WHAT YOU WILL DO:
Pictures stay out; everything else in the records below is copied exactly.

-.-.-

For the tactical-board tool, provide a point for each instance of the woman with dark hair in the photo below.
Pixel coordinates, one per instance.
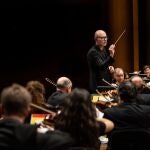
(78, 117)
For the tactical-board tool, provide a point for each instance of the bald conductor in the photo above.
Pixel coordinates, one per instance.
(100, 60)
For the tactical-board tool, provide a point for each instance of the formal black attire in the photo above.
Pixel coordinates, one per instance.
(129, 116)
(99, 62)
(57, 98)
(17, 136)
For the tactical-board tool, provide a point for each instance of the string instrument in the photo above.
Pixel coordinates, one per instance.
(49, 119)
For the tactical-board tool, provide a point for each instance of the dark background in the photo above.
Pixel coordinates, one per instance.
(51, 39)
(48, 40)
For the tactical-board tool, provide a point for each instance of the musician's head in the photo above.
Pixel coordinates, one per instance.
(100, 38)
(15, 101)
(37, 91)
(78, 117)
(64, 84)
(127, 91)
(137, 81)
(146, 69)
(119, 75)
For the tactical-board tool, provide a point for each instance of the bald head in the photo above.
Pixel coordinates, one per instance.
(137, 81)
(64, 84)
(119, 75)
(100, 37)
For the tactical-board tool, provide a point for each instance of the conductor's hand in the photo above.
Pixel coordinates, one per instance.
(112, 50)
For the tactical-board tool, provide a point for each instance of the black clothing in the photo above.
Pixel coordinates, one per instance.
(99, 61)
(127, 115)
(17, 136)
(57, 98)
(143, 99)
(80, 140)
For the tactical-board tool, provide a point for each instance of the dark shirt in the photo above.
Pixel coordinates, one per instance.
(57, 98)
(129, 116)
(99, 61)
(143, 99)
(17, 136)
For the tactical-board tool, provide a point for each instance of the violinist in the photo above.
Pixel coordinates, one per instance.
(63, 87)
(146, 70)
(14, 134)
(140, 85)
(119, 76)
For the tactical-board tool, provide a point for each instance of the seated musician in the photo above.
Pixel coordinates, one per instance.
(146, 70)
(129, 114)
(140, 85)
(15, 135)
(78, 118)
(63, 87)
(37, 90)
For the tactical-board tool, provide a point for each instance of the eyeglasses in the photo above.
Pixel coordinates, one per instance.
(102, 38)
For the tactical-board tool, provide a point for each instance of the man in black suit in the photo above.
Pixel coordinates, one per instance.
(100, 60)
(129, 114)
(14, 135)
(63, 87)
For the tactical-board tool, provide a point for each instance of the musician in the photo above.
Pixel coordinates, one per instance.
(37, 90)
(100, 60)
(78, 118)
(129, 114)
(146, 70)
(63, 87)
(139, 83)
(119, 76)
(15, 135)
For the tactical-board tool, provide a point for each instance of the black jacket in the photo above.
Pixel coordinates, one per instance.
(17, 136)
(99, 61)
(57, 98)
(129, 116)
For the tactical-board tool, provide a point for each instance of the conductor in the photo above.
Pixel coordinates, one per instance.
(100, 60)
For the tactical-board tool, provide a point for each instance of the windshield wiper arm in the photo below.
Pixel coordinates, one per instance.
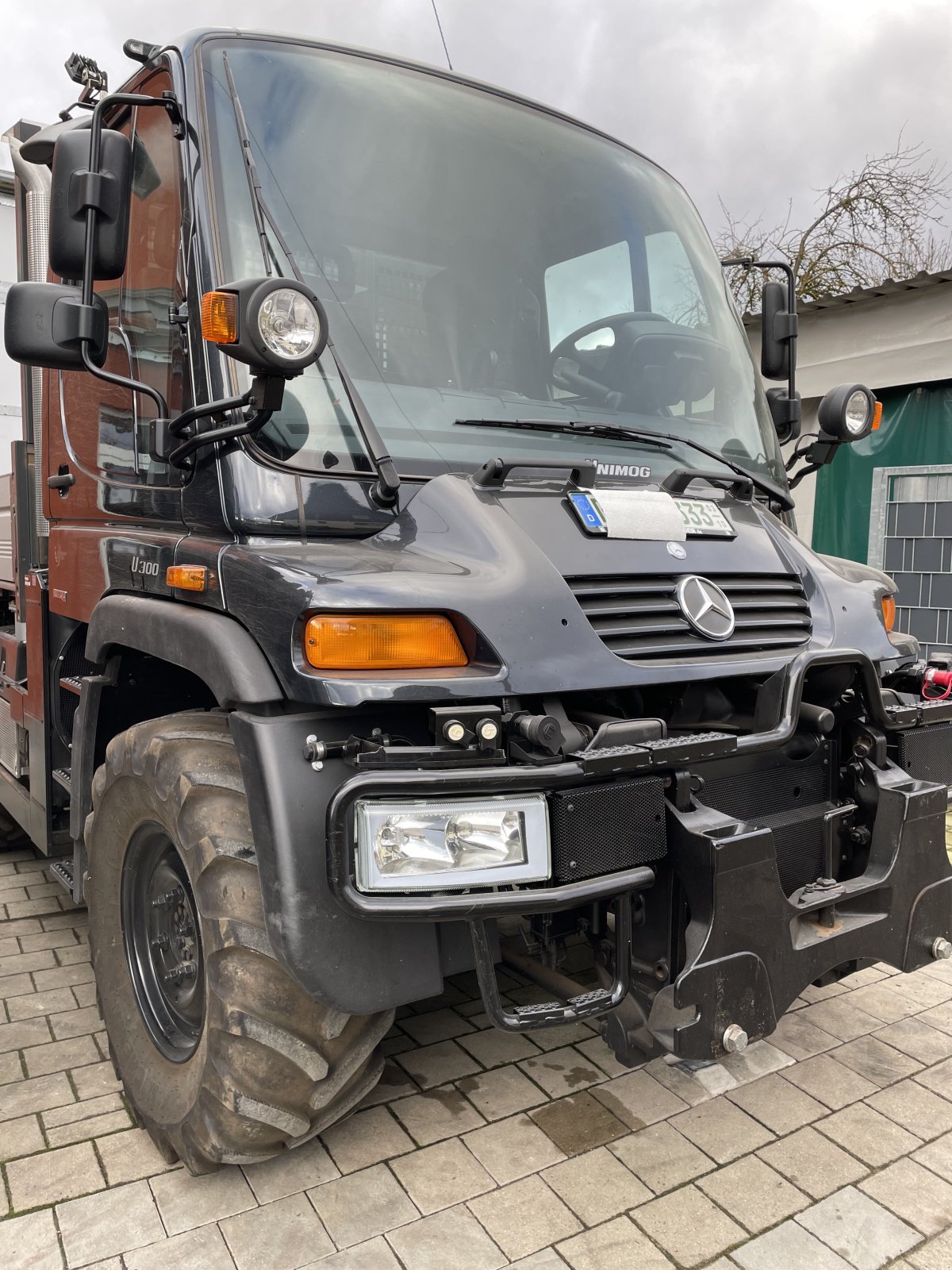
(385, 491)
(615, 432)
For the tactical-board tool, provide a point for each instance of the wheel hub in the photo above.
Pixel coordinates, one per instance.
(163, 943)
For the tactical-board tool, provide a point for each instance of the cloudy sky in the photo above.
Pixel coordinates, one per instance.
(754, 101)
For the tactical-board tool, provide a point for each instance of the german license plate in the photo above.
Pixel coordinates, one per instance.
(704, 516)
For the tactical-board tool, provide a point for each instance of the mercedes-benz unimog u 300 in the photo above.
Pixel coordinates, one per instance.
(404, 579)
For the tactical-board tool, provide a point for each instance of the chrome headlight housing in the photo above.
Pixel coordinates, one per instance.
(423, 845)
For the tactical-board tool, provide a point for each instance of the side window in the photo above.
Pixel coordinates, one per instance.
(106, 425)
(672, 283)
(588, 287)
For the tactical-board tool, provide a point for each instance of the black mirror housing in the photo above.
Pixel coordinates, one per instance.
(46, 324)
(75, 190)
(778, 329)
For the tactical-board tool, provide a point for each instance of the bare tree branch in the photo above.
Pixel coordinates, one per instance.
(873, 224)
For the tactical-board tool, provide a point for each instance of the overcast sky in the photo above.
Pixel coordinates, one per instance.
(754, 101)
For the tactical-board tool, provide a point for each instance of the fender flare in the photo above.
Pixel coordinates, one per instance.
(207, 643)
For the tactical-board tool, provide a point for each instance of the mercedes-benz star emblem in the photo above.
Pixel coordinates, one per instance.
(708, 609)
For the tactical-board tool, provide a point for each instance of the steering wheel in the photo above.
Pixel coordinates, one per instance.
(596, 365)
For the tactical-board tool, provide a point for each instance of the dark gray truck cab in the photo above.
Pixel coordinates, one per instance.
(532, 346)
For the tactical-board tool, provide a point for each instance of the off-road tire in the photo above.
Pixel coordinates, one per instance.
(272, 1067)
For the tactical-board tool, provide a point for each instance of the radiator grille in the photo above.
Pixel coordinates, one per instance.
(639, 618)
(603, 829)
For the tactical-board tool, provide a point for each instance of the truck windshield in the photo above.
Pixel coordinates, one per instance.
(479, 260)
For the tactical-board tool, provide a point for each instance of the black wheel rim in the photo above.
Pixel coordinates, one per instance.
(163, 943)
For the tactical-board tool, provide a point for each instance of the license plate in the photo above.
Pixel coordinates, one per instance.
(702, 516)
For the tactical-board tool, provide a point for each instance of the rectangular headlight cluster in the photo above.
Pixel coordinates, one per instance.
(416, 845)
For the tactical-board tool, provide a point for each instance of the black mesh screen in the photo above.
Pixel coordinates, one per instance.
(926, 753)
(603, 829)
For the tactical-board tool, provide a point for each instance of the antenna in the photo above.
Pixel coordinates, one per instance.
(443, 38)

-.-.-

SOLVED EXERCISE:
For the tactical-board tool, provide a point for each instance of the woman with dark hair in the photo below.
Pixel coordinates, one per instance.
(78, 117)
For the tactical-board tool, provide a point for each instance of the bald conductor in the photo above.
Pixel coordinates, one per instance.
(100, 60)
For the tactical-board tool, provide a point for each instance of the formal black attire in the photo above.
Pixel coordinates, one per instance.
(129, 116)
(99, 62)
(57, 98)
(17, 136)
For the tactical-board tool, provide a point for each instance of the string instrument in the photo above.
Pixel coordinates, one per instance.
(49, 119)
For the tactical-board tool, provide a point for each instance of the dark background in the photo above.
Pixel coordinates, one per instance.
(51, 39)
(48, 40)
For the tactical-board tool, provide a point for each instance of the musician's head in the photo above.
Pixel coordinates, one per instance.
(100, 38)
(15, 101)
(37, 91)
(78, 117)
(64, 84)
(127, 91)
(137, 81)
(146, 69)
(119, 75)
For the tactical-board tool, provide a point for each instance of the bald head in the photo above.
Pixel coordinates, one per instance.
(137, 81)
(64, 84)
(119, 75)
(100, 37)
For the tactical-board tool, provide a point for each instance of the conductor's hand in the photo above.
Pixel coordinates, one per instance.
(112, 50)
For the tactical-board tool, provide a point for each instance of the black clothing in the photo above.
Pixel coordinates, one per instance.
(99, 61)
(127, 115)
(17, 136)
(57, 98)
(143, 99)
(80, 140)
For the tactical-board tool, provide a point for each instance of the dark shirt in the photo above.
Pixel coordinates, one per instance.
(57, 98)
(129, 116)
(99, 61)
(143, 99)
(17, 136)
For the tactical-board tool, provide a point for each instance of the violinist in the photo above.
Pixel coordinates, one per instance.
(63, 87)
(146, 70)
(14, 134)
(140, 85)
(119, 76)
For the tactical-board tool, provide a point for each instance of the seated musician in the photo above.
Pixel coordinates, one per instance.
(146, 70)
(129, 114)
(140, 85)
(15, 135)
(78, 118)
(63, 87)
(37, 90)
For the tactical-board tool, provide a point for each instance of the eyeglasses in the photo above.
Pixel coordinates, one per instance.
(102, 38)
For the tactical-board tool, provide a point for each instance of the man in black suit in the photo above.
Pixel coordinates, one per instance.
(100, 60)
(129, 114)
(14, 135)
(63, 87)
For the tactical-board tool, provide a point for each instance of the musician in the photo above.
Pixel coordinates, one per instance.
(37, 90)
(100, 60)
(78, 118)
(129, 114)
(146, 70)
(63, 87)
(139, 83)
(119, 76)
(15, 135)
For the tactical-board tool, provide a point for each instance of the black jacket in the photo above.
Pixel coordinates, one per instance.
(17, 136)
(99, 61)
(57, 98)
(129, 116)
For the tactical-board tool, provide a point for each instance of the conductor in the photo above.
Pixel coordinates, one per instance.
(100, 60)
For the tactical-board tool, provide a point for each instance of the windshield wiper arm in the photo below.
Pixel coordinates, one per instance.
(385, 491)
(615, 432)
For the tactical-board tool, provide a point for each instance of the wheel hub in the photo above.
Pixel coordinates, one per instance.
(163, 943)
For the tactical-board tool, provide a point for each instance of the cloudy sky in the photo above.
Pixel coordinates, one per instance.
(754, 101)
For the tactical-board tool, provide a point for each instance of the german license plate in the photo above.
Pixel coordinates, one per instance.
(704, 516)
For the tactical-board tool, provide a point for each instance of the mercedes-benz unimog u 300 in the photo above.
Pixel coordinates, one per instance.
(404, 579)
For the tactical-board tool, provide a point for each instance of the chrome headlight housing in the photo above.
Pixel coordinates, one per instance.
(423, 845)
For the tactical-board tool, provide a point for each instance of the side window in the photo above.
Pixel coordinates, one per instance.
(106, 425)
(672, 283)
(588, 287)
For the tactical-board tool, provide a point for each instance of the black mirror housing in the photo above.
Pixel coordinates, one per instance.
(46, 324)
(75, 190)
(778, 329)
For the tactical-board tool, provide a point for each instance of the bare tree branch in the photo above.
Pixel coordinates, one per instance.
(873, 224)
For the tactical-board tool, provide a point for each instance of the overcast sky in the photo above.
Pixel coordinates, one per instance.
(754, 101)
For the tactical-board tool, provide a point for each instance of the fender flare in the photo above.
Pixel coordinates, one per instance.
(207, 643)
For the tactical-board tool, provide a point for each instance of the mercedes-benz star emblem in the photo above.
Pixel coordinates, one per instance.
(708, 609)
For the tactical-board tool, provide a point for each instance of the steering wheel in the photo above.
Pixel coordinates, one per instance.
(596, 365)
For the tactical-board tool, provide a point for each instance of the dark gray truck cab in the photo above.
Pixel coordinates, one per instance.
(532, 346)
For the tactical-board tool, provide a point for each instance of the off-road tire in the photo above.
Pixel coordinates, one per instance.
(272, 1067)
For the tactical-board tool, provide a point for each instance of the radiator grille in the photo above.
Pixel coordinates, one per instance.
(639, 618)
(603, 829)
For the tactical-board tool, provide a point for each instance of the truck windshield in the photo above.
Pixel coordinates, one per instance.
(479, 260)
For the tactical-board tool, provide a point for each instance of the black wheel rim in the photo above.
Pixel coordinates, one per instance.
(163, 943)
For the tactical-board tool, provide a point for each instance of the license plate in the photo above.
Pixel coordinates, one per instance.
(702, 516)
For the tactical-board tool, provide a point for each instance of the rectangular headlight cluster in the photo above.
Pixel coordinates, one per instance.
(416, 845)
For the tactical-board tool, provide a point for each instance of the black mesh screen in the photo above.
Pixel coordinates, one per instance.
(926, 753)
(603, 829)
For the tactical-board tool, provide a point for each instance of the antenna in the photo above.
Pixel coordinates, one per instance.
(443, 38)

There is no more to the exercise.